***** Supplied data *****
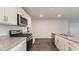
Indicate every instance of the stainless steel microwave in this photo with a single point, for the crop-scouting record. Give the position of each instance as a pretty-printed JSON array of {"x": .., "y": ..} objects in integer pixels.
[{"x": 21, "y": 21}]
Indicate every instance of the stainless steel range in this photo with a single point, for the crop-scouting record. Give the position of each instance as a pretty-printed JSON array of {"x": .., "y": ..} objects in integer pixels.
[{"x": 19, "y": 33}]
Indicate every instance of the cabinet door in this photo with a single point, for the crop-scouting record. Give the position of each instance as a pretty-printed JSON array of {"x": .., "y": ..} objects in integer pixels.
[
  {"x": 11, "y": 15},
  {"x": 1, "y": 14},
  {"x": 61, "y": 43}
]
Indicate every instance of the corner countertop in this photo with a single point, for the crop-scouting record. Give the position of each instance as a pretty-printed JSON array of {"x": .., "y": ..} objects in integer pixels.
[
  {"x": 70, "y": 38},
  {"x": 7, "y": 43}
]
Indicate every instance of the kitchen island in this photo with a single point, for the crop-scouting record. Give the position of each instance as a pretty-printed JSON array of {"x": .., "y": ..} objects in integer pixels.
[
  {"x": 67, "y": 43},
  {"x": 11, "y": 43}
]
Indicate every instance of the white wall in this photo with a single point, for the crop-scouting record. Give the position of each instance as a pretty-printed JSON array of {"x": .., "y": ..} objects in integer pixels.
[
  {"x": 4, "y": 29},
  {"x": 42, "y": 28},
  {"x": 74, "y": 27}
]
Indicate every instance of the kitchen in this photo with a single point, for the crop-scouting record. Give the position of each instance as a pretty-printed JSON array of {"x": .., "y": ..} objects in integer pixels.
[{"x": 39, "y": 29}]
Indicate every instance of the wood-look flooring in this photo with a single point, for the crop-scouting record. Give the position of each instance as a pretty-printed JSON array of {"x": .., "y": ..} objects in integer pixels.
[{"x": 44, "y": 45}]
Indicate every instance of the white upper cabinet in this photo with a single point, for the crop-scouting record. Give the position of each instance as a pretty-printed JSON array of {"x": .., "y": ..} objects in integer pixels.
[
  {"x": 11, "y": 15},
  {"x": 8, "y": 15},
  {"x": 25, "y": 15}
]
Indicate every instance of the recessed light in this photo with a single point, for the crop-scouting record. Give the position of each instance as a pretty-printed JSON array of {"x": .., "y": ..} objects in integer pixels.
[
  {"x": 58, "y": 15},
  {"x": 41, "y": 15}
]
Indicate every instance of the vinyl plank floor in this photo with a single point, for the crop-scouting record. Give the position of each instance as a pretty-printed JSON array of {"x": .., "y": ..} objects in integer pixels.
[{"x": 43, "y": 45}]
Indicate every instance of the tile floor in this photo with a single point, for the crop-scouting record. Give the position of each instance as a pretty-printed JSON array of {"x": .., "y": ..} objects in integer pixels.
[{"x": 44, "y": 45}]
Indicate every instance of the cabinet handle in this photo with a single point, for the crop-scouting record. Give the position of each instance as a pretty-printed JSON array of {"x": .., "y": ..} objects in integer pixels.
[{"x": 5, "y": 19}]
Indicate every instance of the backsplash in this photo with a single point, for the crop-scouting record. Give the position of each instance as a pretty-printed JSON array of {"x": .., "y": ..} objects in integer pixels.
[{"x": 4, "y": 29}]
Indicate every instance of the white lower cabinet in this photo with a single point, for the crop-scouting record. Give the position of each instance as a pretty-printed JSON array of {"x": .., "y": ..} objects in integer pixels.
[
  {"x": 20, "y": 47},
  {"x": 66, "y": 45}
]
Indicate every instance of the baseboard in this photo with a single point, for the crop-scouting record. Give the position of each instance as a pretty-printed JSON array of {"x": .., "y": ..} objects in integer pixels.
[{"x": 42, "y": 38}]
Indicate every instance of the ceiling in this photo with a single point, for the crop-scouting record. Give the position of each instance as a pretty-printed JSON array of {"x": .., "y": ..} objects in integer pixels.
[{"x": 52, "y": 12}]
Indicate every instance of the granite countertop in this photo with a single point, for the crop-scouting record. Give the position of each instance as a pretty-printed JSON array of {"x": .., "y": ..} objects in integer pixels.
[
  {"x": 7, "y": 43},
  {"x": 70, "y": 38}
]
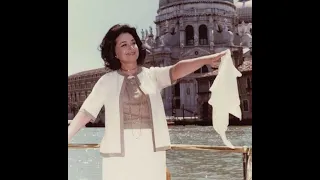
*****
[What you need to do]
Rewrite all of the records above, changing "Indicate" to "Mark" wherever it occurs and keeping everything else unchanged. Omit the pictures from your answer.

[In response]
Mark every instance of the stainless steel microwave in this photo with a single point, for the crop-scouting record. Give the position of each instance as a pretty-printed JSON array of {"x": .., "y": ..} objects in integer pixels.
[{"x": 21, "y": 21}]
Mark every instance of the stainless steel range in this photo with a single point, for the crop-scouting record. Give the position of each instance as a pretty-printed JSON array of {"x": .., "y": ..} objects in integer pixels.
[{"x": 19, "y": 33}]
Mark every instance of the cabinet door in this photo with a single point, for the crop-scouting record. Give the position of each instance as a pretty-printed JSON array of {"x": .., "y": ..} objects in integer pixels.
[
  {"x": 11, "y": 15},
  {"x": 1, "y": 14},
  {"x": 61, "y": 43}
]
Mark every instance of the corner countertop in this photo with a single point, for the crop-scouting record. Give the position of each instance as a pretty-printed JSON array of {"x": .., "y": ..} objects in integer pixels.
[
  {"x": 70, "y": 38},
  {"x": 7, "y": 43}
]
Mark every instance of the kitchen island in this photo with a single point, for the crop-scouting record. Give the position of each instance as a pretty-printed JSON array of {"x": .., "y": ..} objects in integer pixels.
[
  {"x": 67, "y": 43},
  {"x": 11, "y": 43}
]
Mark every instance of the white wall in this photo with a single point, for the crop-scouting record. Give the position of each instance as a pretty-printed JSON array of {"x": .., "y": ..} objects in integer pixels.
[
  {"x": 4, "y": 29},
  {"x": 42, "y": 28},
  {"x": 74, "y": 27}
]
Mark every instance of the kitchen in this photo with a single point, for the crop-scouting record. Give the position of each instance as a pretty-printed JSON array of {"x": .., "y": ..} objects in integer pixels.
[{"x": 39, "y": 29}]
Mark every instance of the wood-look flooring in this photo with a single point, for the crop-scouting record. Give the position of each instance as a pretty-printed JSON array of {"x": .., "y": ..} objects in integer pixels.
[{"x": 44, "y": 45}]
Mark every instance of the white upper cabinet in this photo with a single point, for the crop-scouting record. Give the position of each instance as a pretty-printed JSON array of {"x": .., "y": ..} objects in integer pixels.
[
  {"x": 11, "y": 15},
  {"x": 8, "y": 15},
  {"x": 25, "y": 15}
]
Mark every instance of the recessed light in this photo with a single point, for the crop-scouting record. Give the position of each instance as a pretty-printed JSON array of {"x": .., "y": ..} objects in integer pixels.
[
  {"x": 58, "y": 15},
  {"x": 41, "y": 15}
]
Mark every instance of the vinyl plank floor in this photo with a single point, for the crop-scouting record. Give the position of each instance as a pretty-printed JSON array of {"x": .., "y": ..} objects in integer pixels.
[{"x": 43, "y": 45}]
Mark every instance of the tile floor in this photo with a single point, for the crop-scouting record. Give the position of each instance as a pretty-printed JSON array of {"x": .., "y": ..} objects in integer pixels.
[{"x": 44, "y": 45}]
Mark every instance of the cabinet handle in this photo with a single point, for the crop-scouting record. Give the position of each instance as a pretty-printed JSON array of {"x": .., "y": ..} objects in integer pixels.
[{"x": 5, "y": 19}]
Mark every instance of the backsplash in this photo with a single point, for the crop-scouting record. Give the position of each instance as a pretty-printed JSON array of {"x": .., "y": ..} objects in integer pixels.
[{"x": 4, "y": 29}]
Mark every instance of the white lower cabinet in this photo with a single point, for the crop-scouting record. Give the position of each instance as a pretty-printed JSON array of {"x": .., "y": ..} objects in integer pixels.
[
  {"x": 20, "y": 47},
  {"x": 66, "y": 45}
]
Mark every instance of the baseboard in this photo with a single point, for the crop-scouting record. Give the position of each instance as a pretty-printed JSON array of {"x": .., "y": ..} objects in integer pixels.
[{"x": 42, "y": 38}]
Mark every instance of the ceiling in this photo with a single point, for the crop-scouting record. Give the position of each instance as a pretty-printed JSON array of {"x": .., "y": ..} objects in integer pixels.
[{"x": 52, "y": 12}]
Mark every instance of the granite countertop in this photo with a single point, for the crop-scouting record. Give the position of each instance as a pretty-printed JSON array of {"x": .., "y": ..} objects in integer pixels.
[
  {"x": 7, "y": 43},
  {"x": 70, "y": 38}
]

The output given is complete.